= EXERCISE TASK =
Copy out the items below from the line containing "Expected: one point per instance of the navy" through the line containing "point(552, 295)", including both of those lines.

= RECORDS SUPPLIED =
>>>>>
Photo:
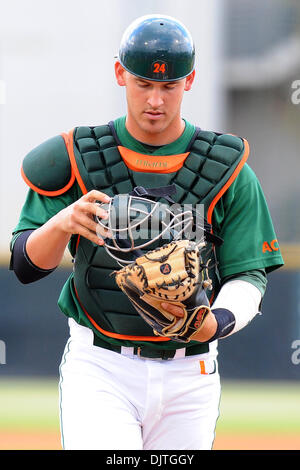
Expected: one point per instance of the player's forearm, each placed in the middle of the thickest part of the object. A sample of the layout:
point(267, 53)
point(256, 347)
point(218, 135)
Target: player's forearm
point(45, 246)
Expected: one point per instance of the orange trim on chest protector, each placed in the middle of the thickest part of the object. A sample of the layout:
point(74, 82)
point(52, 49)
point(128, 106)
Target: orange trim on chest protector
point(152, 163)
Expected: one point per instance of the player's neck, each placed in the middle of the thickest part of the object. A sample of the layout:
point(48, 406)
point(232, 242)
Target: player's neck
point(167, 136)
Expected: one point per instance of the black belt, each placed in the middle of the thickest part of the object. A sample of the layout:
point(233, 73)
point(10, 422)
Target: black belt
point(152, 353)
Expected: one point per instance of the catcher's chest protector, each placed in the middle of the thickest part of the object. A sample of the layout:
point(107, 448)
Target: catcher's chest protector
point(96, 159)
point(201, 176)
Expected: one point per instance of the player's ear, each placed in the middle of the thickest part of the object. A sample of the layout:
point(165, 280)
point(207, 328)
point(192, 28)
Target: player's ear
point(189, 81)
point(120, 74)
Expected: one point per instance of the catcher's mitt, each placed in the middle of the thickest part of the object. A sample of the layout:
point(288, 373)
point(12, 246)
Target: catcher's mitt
point(172, 273)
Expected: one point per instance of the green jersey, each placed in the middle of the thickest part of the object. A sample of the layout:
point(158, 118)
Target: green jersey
point(241, 218)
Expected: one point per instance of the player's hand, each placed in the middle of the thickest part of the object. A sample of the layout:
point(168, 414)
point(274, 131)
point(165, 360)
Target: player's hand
point(78, 218)
point(209, 327)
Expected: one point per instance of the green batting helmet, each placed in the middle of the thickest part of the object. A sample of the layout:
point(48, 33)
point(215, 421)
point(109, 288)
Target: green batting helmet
point(157, 47)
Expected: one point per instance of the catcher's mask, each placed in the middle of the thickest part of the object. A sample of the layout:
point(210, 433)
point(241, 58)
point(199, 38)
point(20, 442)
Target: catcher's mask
point(141, 221)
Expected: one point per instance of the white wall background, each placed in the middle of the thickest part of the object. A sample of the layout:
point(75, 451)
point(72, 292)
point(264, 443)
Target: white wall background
point(56, 72)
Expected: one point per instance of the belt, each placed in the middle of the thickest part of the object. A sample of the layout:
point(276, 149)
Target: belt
point(152, 353)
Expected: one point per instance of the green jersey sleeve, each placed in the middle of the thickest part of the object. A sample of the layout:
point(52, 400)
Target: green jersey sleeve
point(243, 220)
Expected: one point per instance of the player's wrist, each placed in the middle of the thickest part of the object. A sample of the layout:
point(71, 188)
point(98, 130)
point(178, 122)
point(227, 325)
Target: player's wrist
point(208, 329)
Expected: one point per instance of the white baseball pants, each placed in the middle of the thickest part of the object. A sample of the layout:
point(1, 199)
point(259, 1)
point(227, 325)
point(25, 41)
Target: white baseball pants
point(123, 402)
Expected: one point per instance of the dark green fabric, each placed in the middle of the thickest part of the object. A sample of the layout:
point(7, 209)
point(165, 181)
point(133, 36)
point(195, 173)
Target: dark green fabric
point(239, 208)
point(211, 162)
point(48, 166)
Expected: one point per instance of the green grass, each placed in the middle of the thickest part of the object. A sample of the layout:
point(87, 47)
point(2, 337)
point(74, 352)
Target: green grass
point(28, 404)
point(245, 406)
point(260, 407)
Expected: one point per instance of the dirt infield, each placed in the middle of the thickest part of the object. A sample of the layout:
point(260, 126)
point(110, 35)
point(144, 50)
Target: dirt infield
point(51, 441)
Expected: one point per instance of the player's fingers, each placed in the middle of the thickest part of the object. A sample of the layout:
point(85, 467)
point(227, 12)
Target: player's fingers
point(174, 309)
point(96, 195)
point(89, 232)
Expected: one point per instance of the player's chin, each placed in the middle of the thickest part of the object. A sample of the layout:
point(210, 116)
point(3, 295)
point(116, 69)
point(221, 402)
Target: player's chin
point(155, 125)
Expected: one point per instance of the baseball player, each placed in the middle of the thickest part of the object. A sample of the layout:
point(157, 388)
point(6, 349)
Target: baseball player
point(121, 385)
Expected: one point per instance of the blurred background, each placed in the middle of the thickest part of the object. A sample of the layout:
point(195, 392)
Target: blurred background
point(56, 72)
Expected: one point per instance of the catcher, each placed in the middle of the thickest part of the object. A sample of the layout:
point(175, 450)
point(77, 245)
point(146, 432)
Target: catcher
point(166, 223)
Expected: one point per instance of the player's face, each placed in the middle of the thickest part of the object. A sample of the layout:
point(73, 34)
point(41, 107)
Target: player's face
point(154, 108)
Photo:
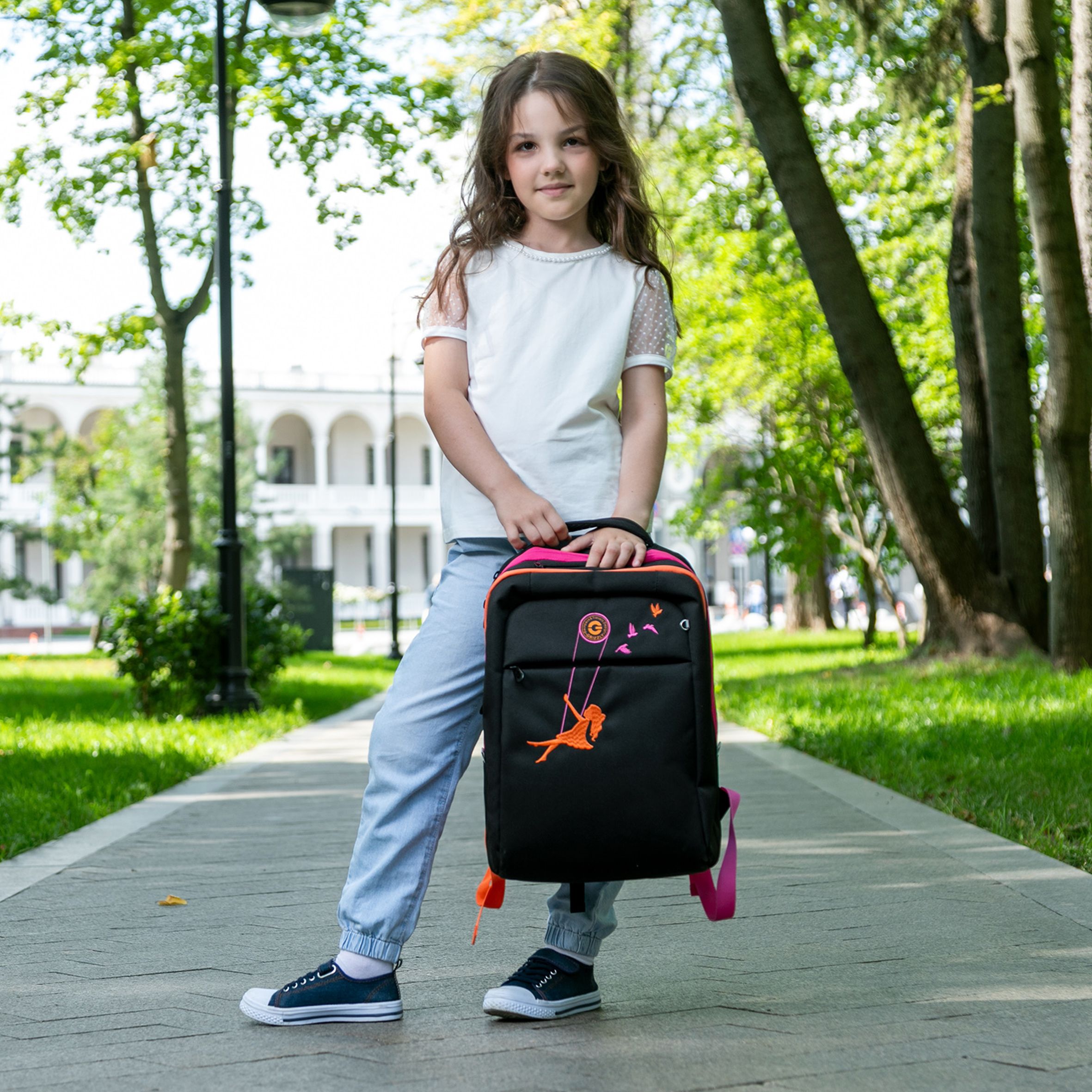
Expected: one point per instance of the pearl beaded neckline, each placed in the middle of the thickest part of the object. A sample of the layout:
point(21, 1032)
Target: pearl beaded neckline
point(545, 256)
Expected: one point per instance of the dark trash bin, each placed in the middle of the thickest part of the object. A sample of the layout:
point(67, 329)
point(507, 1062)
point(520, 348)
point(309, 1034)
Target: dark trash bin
point(309, 602)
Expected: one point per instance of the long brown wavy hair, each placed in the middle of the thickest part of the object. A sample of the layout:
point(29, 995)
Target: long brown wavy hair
point(617, 213)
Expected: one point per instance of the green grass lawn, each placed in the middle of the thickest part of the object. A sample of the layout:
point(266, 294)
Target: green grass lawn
point(1006, 745)
point(73, 750)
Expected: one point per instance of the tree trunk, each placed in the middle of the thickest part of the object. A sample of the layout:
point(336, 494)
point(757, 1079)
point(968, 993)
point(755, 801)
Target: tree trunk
point(1000, 314)
point(1067, 409)
point(1080, 130)
point(973, 610)
point(807, 603)
point(177, 546)
point(868, 586)
point(963, 287)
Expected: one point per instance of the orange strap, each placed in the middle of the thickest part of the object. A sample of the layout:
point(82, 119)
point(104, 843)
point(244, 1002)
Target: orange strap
point(491, 894)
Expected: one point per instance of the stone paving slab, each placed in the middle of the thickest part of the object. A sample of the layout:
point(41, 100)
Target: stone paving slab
point(877, 945)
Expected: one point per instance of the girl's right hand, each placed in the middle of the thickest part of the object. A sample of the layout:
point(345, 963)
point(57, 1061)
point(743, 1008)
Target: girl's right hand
point(521, 509)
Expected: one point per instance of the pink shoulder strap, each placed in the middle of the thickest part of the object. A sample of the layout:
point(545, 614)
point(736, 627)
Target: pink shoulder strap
point(719, 900)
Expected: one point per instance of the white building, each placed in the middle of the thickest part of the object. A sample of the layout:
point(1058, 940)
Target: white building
point(321, 454)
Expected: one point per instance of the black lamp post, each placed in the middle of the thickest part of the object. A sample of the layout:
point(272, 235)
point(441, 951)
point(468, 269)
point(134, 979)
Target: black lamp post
point(396, 652)
point(233, 694)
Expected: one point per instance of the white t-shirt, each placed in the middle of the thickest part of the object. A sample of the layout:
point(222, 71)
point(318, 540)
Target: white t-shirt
point(547, 339)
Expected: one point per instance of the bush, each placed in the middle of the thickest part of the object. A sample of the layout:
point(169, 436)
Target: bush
point(168, 644)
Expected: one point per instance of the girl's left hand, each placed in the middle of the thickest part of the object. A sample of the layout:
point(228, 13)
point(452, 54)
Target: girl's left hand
point(608, 548)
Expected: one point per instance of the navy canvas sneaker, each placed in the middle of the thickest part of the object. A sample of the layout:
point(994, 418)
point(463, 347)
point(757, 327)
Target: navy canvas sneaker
point(327, 995)
point(547, 987)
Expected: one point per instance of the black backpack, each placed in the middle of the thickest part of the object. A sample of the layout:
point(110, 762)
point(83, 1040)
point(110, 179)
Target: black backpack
point(600, 725)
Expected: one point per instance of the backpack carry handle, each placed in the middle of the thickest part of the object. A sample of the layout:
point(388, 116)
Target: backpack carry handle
point(620, 522)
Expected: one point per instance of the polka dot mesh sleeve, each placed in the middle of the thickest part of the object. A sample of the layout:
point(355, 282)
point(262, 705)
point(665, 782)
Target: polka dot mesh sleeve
point(652, 329)
point(444, 319)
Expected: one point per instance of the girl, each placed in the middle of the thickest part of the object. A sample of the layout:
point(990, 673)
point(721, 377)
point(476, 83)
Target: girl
point(552, 295)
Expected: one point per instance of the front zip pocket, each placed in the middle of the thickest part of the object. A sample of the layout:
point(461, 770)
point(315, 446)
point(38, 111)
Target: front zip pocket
point(598, 750)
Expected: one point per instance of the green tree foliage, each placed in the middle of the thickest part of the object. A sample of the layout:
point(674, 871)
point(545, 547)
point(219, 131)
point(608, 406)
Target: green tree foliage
point(122, 115)
point(110, 494)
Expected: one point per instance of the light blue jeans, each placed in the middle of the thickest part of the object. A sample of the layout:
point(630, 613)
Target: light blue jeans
point(422, 742)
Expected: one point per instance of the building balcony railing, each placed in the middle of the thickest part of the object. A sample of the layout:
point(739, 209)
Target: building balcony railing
point(26, 497)
point(421, 500)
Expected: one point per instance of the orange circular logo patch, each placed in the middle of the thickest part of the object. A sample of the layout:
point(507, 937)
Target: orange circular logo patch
point(595, 628)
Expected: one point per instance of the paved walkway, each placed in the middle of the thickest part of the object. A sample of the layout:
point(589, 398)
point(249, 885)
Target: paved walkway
point(878, 945)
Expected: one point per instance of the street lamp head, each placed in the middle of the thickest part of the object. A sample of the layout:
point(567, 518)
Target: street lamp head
point(297, 18)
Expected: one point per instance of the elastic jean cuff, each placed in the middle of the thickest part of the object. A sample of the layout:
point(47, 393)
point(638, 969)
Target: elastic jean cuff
point(372, 947)
point(581, 944)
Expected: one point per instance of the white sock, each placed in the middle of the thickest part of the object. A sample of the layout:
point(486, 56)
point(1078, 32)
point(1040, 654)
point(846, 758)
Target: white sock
point(362, 967)
point(587, 960)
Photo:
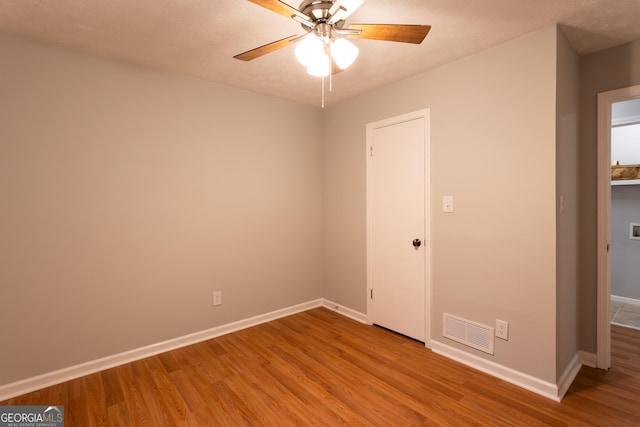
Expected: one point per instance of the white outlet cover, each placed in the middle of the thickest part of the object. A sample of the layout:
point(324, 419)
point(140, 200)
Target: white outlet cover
point(502, 329)
point(447, 204)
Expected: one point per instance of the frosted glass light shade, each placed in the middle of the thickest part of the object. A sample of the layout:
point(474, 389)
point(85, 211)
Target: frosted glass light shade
point(344, 52)
point(319, 67)
point(309, 50)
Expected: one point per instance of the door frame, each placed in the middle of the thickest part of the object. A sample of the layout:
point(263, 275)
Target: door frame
point(603, 320)
point(419, 114)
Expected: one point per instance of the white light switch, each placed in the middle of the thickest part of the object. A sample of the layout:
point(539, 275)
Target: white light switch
point(447, 204)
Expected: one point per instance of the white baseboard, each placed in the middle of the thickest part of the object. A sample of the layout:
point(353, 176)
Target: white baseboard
point(625, 300)
point(588, 359)
point(28, 385)
point(345, 311)
point(528, 382)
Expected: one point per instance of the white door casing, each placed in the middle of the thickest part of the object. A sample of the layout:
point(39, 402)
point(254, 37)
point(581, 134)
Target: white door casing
point(603, 320)
point(398, 272)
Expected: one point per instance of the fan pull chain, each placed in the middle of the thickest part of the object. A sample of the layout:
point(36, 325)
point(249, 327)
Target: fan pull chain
point(322, 91)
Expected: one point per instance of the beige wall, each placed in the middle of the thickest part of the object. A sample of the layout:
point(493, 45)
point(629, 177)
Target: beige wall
point(128, 195)
point(493, 133)
point(610, 69)
point(133, 194)
point(567, 110)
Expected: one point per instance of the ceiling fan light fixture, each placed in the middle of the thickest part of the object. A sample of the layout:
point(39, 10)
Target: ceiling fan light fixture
point(309, 50)
point(344, 52)
point(320, 66)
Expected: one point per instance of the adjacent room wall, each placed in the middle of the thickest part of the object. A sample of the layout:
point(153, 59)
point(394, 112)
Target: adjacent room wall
point(625, 252)
point(493, 147)
point(610, 69)
point(567, 107)
point(128, 195)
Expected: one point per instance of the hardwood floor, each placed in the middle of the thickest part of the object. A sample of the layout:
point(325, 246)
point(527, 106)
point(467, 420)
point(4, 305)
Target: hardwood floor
point(320, 368)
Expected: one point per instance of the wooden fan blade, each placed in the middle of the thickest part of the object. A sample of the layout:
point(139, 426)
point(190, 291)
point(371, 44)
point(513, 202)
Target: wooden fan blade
point(350, 6)
point(280, 8)
point(267, 48)
point(391, 32)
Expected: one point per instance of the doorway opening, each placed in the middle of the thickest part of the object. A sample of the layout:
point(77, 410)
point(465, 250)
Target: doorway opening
point(606, 101)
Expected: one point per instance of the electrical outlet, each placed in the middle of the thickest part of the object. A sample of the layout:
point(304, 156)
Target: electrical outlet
point(217, 298)
point(502, 329)
point(447, 204)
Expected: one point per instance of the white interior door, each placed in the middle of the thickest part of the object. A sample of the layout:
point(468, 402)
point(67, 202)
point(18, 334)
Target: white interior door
point(397, 227)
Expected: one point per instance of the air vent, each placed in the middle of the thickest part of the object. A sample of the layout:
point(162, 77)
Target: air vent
point(469, 333)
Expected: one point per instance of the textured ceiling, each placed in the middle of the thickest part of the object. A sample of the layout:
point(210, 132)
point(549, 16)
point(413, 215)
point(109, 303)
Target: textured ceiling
point(200, 37)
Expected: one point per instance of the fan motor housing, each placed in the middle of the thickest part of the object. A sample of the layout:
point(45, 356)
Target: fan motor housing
point(316, 10)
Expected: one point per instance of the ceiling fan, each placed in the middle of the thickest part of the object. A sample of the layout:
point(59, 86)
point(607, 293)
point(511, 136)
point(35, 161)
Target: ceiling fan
point(329, 52)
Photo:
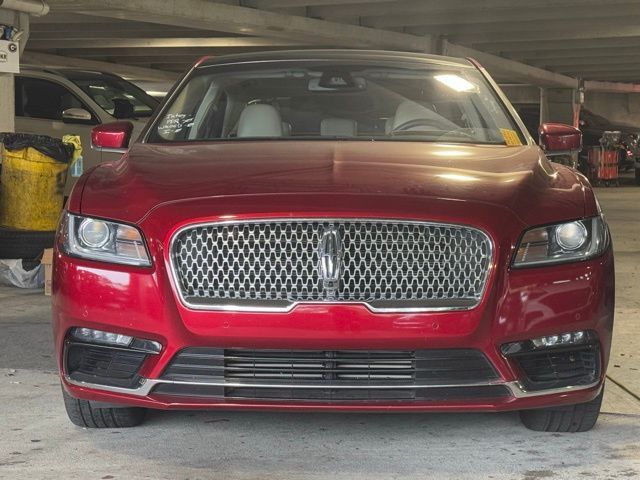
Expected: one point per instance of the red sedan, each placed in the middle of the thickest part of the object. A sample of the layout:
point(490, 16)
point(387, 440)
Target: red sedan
point(338, 231)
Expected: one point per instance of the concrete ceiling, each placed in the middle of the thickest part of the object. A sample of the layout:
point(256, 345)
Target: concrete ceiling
point(558, 39)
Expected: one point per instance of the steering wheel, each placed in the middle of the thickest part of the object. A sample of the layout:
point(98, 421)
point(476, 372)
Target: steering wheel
point(416, 122)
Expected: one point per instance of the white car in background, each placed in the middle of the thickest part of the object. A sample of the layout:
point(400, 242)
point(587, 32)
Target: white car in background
point(57, 102)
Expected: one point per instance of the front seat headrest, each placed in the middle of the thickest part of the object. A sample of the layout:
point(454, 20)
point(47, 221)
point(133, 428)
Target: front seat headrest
point(338, 127)
point(409, 110)
point(260, 120)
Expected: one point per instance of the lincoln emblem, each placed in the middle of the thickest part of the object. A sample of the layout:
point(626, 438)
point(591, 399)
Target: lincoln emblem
point(330, 260)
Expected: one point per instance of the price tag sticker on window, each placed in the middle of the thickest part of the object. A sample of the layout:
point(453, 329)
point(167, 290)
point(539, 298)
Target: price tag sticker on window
point(511, 137)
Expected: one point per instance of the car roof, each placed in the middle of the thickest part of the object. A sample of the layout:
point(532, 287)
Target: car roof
point(65, 72)
point(334, 54)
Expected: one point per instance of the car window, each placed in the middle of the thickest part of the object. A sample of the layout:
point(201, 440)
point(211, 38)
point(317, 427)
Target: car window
point(117, 96)
point(345, 101)
point(39, 98)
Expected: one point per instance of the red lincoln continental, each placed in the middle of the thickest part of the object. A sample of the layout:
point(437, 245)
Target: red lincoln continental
point(334, 230)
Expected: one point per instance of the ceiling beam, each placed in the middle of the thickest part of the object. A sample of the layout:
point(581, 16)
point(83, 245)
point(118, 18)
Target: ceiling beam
point(554, 63)
point(590, 31)
point(516, 47)
point(168, 42)
point(542, 55)
point(515, 71)
point(611, 87)
point(126, 71)
point(348, 8)
point(207, 15)
point(274, 4)
point(581, 69)
point(494, 18)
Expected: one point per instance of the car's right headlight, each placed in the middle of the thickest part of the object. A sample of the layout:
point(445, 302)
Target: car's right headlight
point(562, 242)
point(103, 240)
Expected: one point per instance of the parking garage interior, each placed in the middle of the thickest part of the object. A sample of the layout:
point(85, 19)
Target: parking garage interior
point(572, 62)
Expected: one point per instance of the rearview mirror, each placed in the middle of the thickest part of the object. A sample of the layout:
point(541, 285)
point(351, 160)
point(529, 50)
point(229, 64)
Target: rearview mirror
point(77, 115)
point(559, 139)
point(112, 137)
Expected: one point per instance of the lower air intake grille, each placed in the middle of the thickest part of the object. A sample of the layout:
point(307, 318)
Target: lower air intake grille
point(333, 375)
point(103, 365)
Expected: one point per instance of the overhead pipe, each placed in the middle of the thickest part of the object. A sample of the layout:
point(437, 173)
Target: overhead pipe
point(37, 8)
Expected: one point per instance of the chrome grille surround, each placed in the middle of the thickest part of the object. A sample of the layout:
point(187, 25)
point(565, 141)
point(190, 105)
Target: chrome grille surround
point(388, 265)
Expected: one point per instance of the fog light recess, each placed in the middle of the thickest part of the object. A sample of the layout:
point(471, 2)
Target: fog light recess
point(100, 337)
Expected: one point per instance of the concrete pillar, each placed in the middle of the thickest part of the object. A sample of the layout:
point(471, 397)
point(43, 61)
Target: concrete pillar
point(7, 107)
point(560, 104)
point(7, 98)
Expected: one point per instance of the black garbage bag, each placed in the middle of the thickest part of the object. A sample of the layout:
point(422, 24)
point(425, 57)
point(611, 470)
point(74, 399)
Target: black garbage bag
point(49, 146)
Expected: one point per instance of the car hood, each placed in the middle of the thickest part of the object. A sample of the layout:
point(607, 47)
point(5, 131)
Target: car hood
point(152, 175)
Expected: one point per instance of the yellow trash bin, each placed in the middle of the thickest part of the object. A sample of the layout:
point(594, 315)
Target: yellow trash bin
point(32, 188)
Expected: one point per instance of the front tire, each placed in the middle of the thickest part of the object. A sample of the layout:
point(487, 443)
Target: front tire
point(83, 414)
point(570, 418)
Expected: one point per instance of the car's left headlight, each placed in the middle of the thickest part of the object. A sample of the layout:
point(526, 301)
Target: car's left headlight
point(102, 240)
point(562, 242)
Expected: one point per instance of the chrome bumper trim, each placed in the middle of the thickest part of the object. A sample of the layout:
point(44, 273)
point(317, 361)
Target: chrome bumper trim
point(519, 391)
point(148, 384)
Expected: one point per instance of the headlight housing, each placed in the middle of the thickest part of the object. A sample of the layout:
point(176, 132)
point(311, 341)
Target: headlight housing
point(102, 240)
point(562, 242)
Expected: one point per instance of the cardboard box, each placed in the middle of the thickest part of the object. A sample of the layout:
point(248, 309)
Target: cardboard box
point(47, 261)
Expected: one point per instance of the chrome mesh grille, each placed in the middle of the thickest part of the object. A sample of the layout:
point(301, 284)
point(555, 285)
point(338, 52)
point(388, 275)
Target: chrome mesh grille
point(385, 264)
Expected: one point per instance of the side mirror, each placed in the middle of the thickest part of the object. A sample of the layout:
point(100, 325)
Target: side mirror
point(123, 108)
point(111, 137)
point(559, 139)
point(77, 115)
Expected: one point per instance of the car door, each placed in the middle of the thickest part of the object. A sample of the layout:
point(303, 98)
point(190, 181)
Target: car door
point(39, 108)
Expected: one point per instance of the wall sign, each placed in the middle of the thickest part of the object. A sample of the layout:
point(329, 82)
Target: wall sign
point(9, 57)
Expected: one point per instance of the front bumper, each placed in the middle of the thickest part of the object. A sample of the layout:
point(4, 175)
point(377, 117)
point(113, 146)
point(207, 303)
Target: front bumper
point(524, 304)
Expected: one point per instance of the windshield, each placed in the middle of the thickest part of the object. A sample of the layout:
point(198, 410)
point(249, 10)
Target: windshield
point(117, 97)
point(333, 100)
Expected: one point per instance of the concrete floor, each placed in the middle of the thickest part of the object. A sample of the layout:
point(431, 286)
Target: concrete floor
point(37, 441)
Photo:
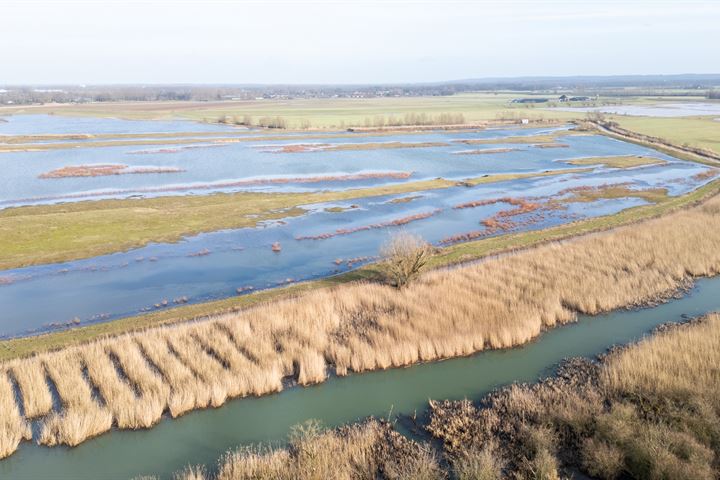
<<<<<
= ANSWER FOR THE TASK =
Expected: one point per instance of the navy canvas sneaker, each placed in the middle of the thickest part of the object. A sample of the layout:
point(994, 418)
point(463, 347)
point(757, 327)
Target: navy canvas sneaker
point(327, 995)
point(547, 987)
Expected: one point per instance of the black backpack, each placed in the middle of the thickest part of the object. A sample of the layout:
point(110, 762)
point(83, 1040)
point(110, 179)
Target: black backpack
point(600, 725)
Expected: one point per instance of the backpack carry handle, each placed in the middle of the thickest part of the object. A sample of the layout:
point(388, 116)
Target: backpack carry handle
point(620, 522)
Expected: one point per instance of the polka dot mesh sleeve, each placed in the middle of the thickest part of the object. A sample of the layout:
point(355, 282)
point(262, 705)
point(665, 782)
Target: polka dot mesh sleeve
point(652, 329)
point(444, 319)
Expected: one point per instance of the girl, each placed in the middle of the thickest part of the object. A sample of the layout:
point(990, 673)
point(721, 377)
point(476, 83)
Target: girl
point(552, 295)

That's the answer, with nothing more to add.